Exercise 2.6: Mysterious Spikes

https://gemini.google.com/app/363ee02a262b913f

Figure 2.3: The effect of optimistic initial action-value estimates on the 10-armed testbed. Both methods used a constant step-size parameter, \(\alpha= 0.1\).

Optimistic initial action-value forces the agent to sample all actions, since \(Q_1=5\) for all actions, each will be sampled then averaged down with the actual reward until the eleventh action, after all 10 actions have been samples, the averaged values of \(Q_2\) would be more likely to have the optimum action have the higher action-value estimate, which is the first spike. But once that next actual reward is averaged in, the agent will again start sampling the other actions, resulting in the drop after the spike, until the twenty-first step where there will be another spike.

Exercise 2.7: Unbiased Constant-Step-Size Trick

The first sentence in the problem statement was not quite clear to me:

In most of this chapter we have used sample averages to estimate action values because sample averages do not produce the initial bias that constant step sizes do (see the analysis leading to (2.6)).

But this is indeed true. Looking at equation 2.3, \(Q_{n+1}=Q_n+\frac{1}{n}[R_n-Q_n]\) and working through \(n=2, 3\):

\[\begin{aligned}Q_2&=Q_1+\frac{1}{1}[R_1-Q_1]=R_1\\Q_3&=Q_2+\frac{1}{2}[R_2-Q_2]=\frac{R_1+R_2}{2}\end{aligned}\tag{2.3a}\]

So sample average method is a pure average of the rewards because the bias from the initial estimate \(Q_1\) drops out on the first step. The constant step-size method, on the other hand, always retains a residual \((1-\alpha)^nQ_1\) from the \(Q_1\) initial estimate, which can be seen from equation 2.6, as the authors note:

\[Q_{n+1}=(1-\alpha)^nQ_1+\sum_{i=1}^n\alpha(1-\alpha)^{n-i}R_i\tag{2.6}\]

The sample average method does not produce the initial bias that constant step size methods do.

________________

In the exercise notes above, what value of the constant step-size parameter did both methods in Figure 2.3 use?

________________

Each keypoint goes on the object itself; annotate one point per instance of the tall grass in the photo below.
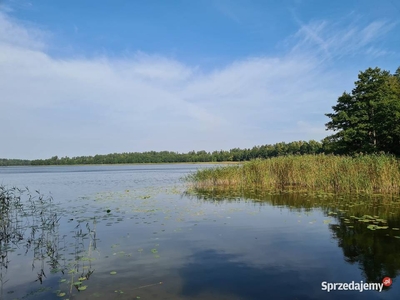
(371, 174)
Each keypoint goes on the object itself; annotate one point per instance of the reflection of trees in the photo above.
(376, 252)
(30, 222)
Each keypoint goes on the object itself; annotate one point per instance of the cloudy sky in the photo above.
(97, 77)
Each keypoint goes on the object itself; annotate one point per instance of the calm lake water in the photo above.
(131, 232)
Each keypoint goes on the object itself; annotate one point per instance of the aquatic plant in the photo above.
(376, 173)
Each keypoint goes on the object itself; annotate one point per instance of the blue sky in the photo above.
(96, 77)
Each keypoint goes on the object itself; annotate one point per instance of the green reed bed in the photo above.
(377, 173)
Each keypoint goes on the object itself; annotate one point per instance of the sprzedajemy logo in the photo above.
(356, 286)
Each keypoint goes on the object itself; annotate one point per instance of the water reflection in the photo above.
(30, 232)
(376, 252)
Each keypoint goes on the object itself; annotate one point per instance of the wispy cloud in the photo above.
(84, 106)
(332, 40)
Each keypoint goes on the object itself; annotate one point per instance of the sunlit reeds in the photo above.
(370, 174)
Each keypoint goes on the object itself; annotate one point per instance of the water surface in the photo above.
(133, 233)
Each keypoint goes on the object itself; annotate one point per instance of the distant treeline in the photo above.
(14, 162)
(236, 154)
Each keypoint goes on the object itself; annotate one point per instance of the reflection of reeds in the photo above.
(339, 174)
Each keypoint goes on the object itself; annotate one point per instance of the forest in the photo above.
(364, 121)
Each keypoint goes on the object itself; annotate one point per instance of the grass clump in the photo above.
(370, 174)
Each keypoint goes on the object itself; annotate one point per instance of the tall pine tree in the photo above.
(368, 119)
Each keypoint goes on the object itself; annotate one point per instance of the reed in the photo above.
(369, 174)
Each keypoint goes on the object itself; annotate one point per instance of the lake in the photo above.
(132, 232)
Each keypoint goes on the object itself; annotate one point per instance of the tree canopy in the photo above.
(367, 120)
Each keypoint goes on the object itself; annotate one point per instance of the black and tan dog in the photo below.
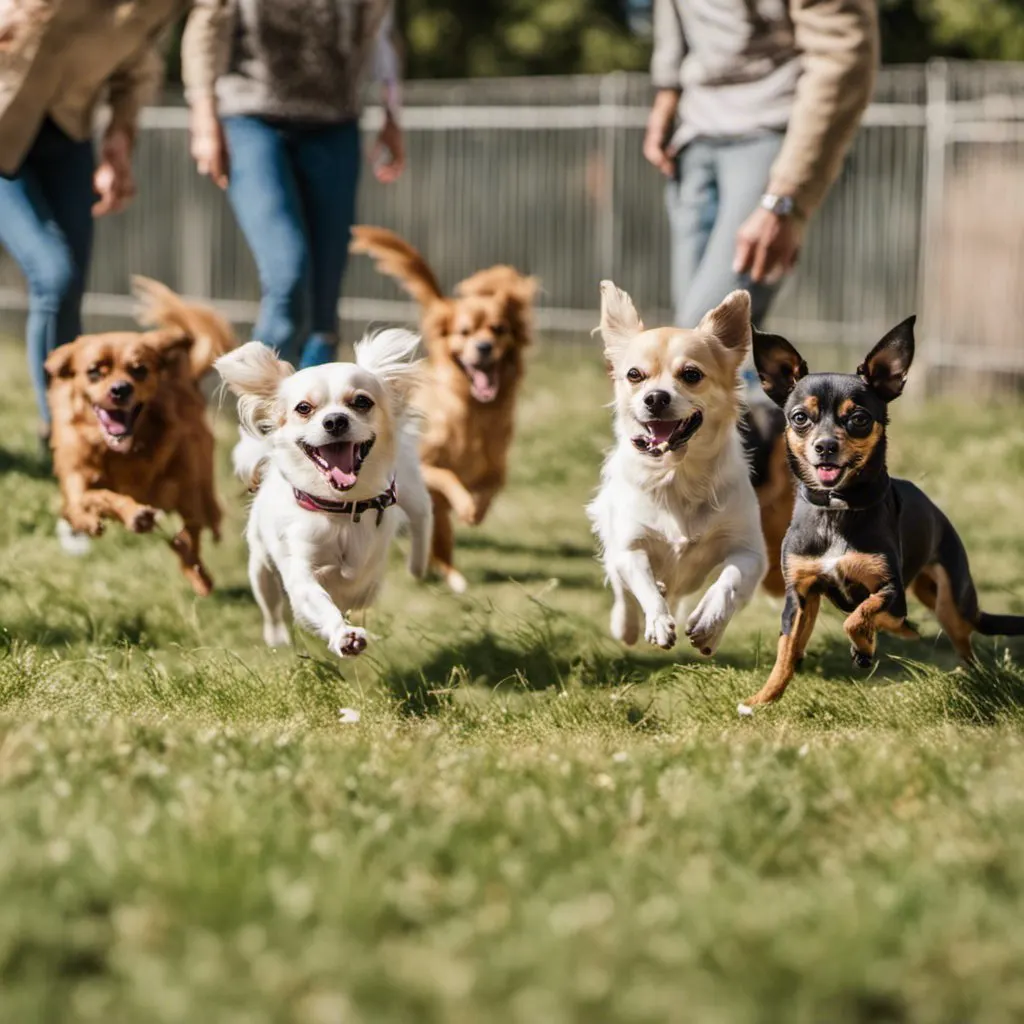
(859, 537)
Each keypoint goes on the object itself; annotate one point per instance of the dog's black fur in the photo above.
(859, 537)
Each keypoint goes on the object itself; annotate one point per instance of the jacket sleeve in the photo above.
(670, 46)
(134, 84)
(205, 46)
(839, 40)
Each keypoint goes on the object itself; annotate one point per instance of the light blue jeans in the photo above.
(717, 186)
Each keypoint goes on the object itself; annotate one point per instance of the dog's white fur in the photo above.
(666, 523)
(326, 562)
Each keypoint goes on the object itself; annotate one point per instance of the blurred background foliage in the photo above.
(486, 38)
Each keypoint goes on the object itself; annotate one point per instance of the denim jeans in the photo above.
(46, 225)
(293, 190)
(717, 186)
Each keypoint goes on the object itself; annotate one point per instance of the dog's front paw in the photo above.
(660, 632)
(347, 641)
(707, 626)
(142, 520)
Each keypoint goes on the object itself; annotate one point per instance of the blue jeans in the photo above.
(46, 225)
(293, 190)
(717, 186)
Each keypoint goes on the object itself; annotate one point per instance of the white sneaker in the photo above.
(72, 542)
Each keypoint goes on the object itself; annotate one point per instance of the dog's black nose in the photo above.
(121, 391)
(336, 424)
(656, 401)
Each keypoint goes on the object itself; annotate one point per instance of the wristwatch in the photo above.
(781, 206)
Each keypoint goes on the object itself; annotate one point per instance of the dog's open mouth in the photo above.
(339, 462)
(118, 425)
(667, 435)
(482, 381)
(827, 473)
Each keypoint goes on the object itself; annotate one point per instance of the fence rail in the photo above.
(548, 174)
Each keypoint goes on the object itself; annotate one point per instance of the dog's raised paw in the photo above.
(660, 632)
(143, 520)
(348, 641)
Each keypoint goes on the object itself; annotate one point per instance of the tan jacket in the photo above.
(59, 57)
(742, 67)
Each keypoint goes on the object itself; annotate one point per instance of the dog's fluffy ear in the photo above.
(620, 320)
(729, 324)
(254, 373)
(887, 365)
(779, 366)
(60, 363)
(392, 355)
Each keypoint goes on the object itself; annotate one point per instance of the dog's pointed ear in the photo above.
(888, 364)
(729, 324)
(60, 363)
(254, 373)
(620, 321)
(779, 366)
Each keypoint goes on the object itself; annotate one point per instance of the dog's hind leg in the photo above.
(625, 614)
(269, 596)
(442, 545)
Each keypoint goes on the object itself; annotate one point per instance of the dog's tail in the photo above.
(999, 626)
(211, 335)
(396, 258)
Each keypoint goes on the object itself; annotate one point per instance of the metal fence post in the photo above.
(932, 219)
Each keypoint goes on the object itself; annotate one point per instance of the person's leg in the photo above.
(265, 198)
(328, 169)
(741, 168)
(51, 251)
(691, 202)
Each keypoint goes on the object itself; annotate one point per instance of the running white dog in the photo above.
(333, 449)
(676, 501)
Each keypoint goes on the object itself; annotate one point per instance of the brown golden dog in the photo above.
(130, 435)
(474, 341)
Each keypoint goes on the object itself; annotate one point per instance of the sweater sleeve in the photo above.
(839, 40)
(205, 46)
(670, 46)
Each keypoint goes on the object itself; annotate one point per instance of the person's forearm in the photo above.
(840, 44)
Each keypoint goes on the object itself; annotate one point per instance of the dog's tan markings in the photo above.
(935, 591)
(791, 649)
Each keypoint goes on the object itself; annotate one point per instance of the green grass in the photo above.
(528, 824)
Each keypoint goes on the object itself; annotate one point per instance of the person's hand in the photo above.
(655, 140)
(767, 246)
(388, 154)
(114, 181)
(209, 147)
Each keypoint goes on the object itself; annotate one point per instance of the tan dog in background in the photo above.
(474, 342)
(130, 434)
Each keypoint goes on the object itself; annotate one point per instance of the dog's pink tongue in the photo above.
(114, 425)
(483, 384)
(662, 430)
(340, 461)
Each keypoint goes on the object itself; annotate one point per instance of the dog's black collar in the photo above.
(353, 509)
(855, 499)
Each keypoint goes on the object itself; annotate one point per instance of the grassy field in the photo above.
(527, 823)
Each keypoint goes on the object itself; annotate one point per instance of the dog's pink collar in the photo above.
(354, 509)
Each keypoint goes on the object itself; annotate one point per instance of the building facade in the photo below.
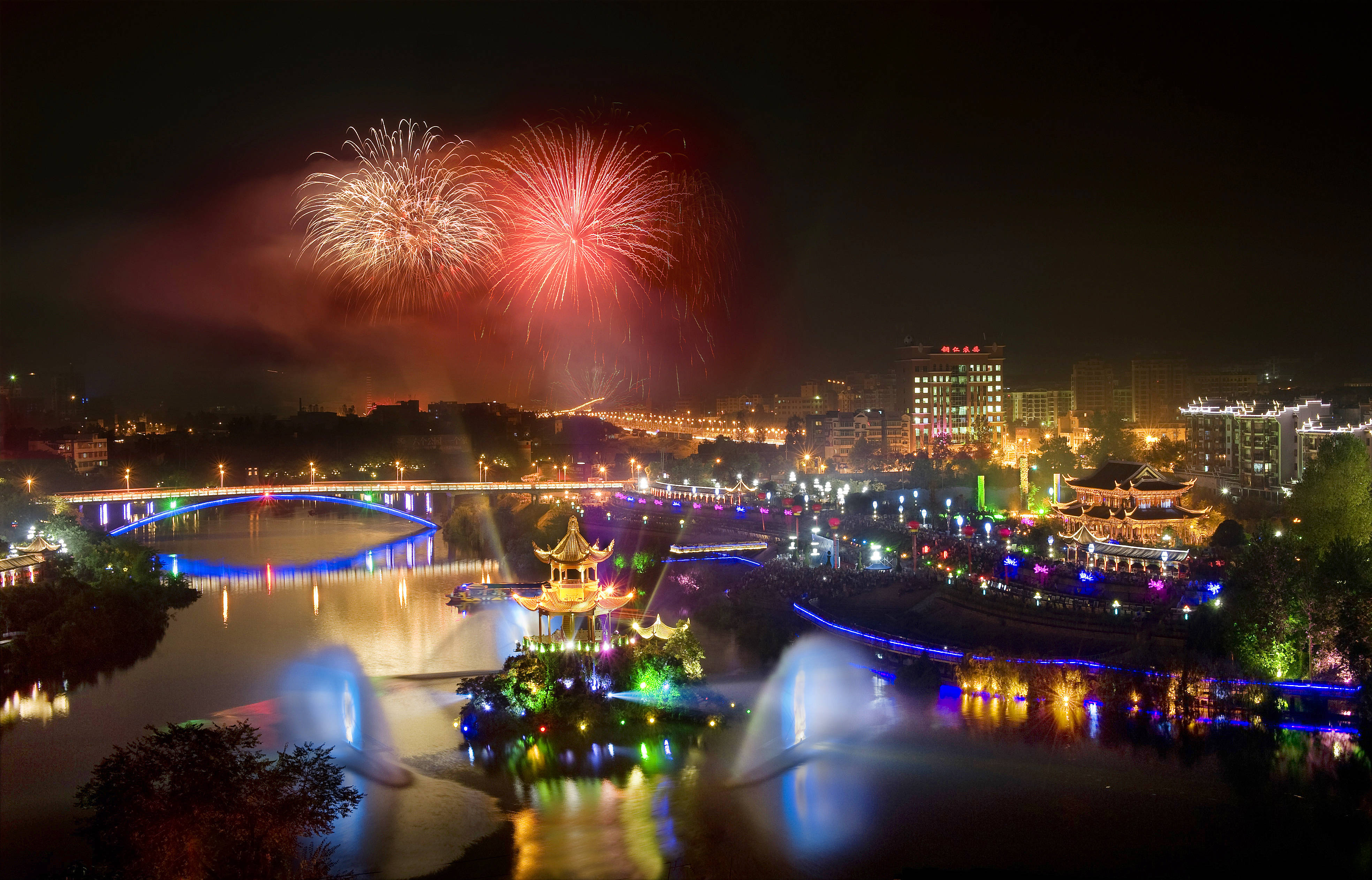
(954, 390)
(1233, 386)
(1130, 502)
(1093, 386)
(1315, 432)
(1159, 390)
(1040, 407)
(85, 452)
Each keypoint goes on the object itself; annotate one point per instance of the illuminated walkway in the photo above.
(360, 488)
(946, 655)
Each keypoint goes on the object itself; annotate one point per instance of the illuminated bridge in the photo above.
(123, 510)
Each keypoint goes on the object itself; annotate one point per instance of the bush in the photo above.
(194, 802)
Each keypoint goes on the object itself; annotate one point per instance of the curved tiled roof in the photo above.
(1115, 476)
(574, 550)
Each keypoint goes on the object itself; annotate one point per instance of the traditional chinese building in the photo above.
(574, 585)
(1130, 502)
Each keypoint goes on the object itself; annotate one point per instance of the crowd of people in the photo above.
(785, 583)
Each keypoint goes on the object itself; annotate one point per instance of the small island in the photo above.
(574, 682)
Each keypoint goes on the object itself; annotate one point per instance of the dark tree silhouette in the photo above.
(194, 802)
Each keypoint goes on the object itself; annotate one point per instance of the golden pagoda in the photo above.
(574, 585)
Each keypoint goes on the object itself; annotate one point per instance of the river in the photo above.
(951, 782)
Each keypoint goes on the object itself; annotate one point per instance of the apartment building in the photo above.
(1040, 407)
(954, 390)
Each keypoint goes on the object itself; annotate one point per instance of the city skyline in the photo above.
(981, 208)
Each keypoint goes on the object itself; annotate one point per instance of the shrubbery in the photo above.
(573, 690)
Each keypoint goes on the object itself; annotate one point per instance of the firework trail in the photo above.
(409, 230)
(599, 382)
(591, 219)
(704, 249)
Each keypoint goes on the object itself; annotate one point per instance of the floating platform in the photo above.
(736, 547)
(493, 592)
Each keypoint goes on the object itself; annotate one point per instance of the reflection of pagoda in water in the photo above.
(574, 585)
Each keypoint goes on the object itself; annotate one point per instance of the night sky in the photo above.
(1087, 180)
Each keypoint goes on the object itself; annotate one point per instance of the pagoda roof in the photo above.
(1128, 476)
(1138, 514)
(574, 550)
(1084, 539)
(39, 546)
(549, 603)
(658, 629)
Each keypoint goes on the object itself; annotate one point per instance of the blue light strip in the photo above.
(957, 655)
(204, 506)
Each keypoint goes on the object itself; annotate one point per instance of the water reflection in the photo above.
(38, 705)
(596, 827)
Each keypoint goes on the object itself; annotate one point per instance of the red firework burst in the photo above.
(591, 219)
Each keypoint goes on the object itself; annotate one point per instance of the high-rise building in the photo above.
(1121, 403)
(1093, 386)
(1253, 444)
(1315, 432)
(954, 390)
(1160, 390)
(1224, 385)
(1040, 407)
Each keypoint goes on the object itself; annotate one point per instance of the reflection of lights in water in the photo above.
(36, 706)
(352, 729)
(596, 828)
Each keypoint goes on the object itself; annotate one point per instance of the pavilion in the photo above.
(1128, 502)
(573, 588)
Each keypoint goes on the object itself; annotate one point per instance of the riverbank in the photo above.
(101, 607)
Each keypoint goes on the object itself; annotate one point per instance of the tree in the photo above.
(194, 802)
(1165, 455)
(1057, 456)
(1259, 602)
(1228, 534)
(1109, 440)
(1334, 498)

________________

* [Response area]: Both methods used α = 0.1.